■ **Goal**
Render the lines below as a JSON list of strings, one string per line, omitting any blank lines.

■ **Records supplied**
-*-

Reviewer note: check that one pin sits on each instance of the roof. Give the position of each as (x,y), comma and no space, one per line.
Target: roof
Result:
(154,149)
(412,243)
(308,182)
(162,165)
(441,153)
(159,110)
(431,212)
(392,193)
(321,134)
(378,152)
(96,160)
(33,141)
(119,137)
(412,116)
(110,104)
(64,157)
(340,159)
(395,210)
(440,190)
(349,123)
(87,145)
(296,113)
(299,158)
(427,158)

-*-

■ **Task response**
[
  "Reviewer note: check that one pin sits on each instance of the roof. Give the position of each as (x,y), comma and no space, one per line.",
  "Target: roof",
  "Result:",
  "(154,149)",
  "(412,243)",
  "(308,182)",
  "(162,165)",
  "(441,153)",
  "(159,110)",
  "(431,212)",
  "(392,193)",
  "(321,134)",
  "(378,152)",
  "(96,160)",
  "(33,141)",
  "(119,137)",
  "(412,116)",
  "(110,104)",
  "(64,157)",
  "(340,159)",
  "(395,210)",
  "(440,190)",
  "(349,123)",
  "(87,145)",
  "(296,113)",
  "(299,158)",
  "(427,158)"
]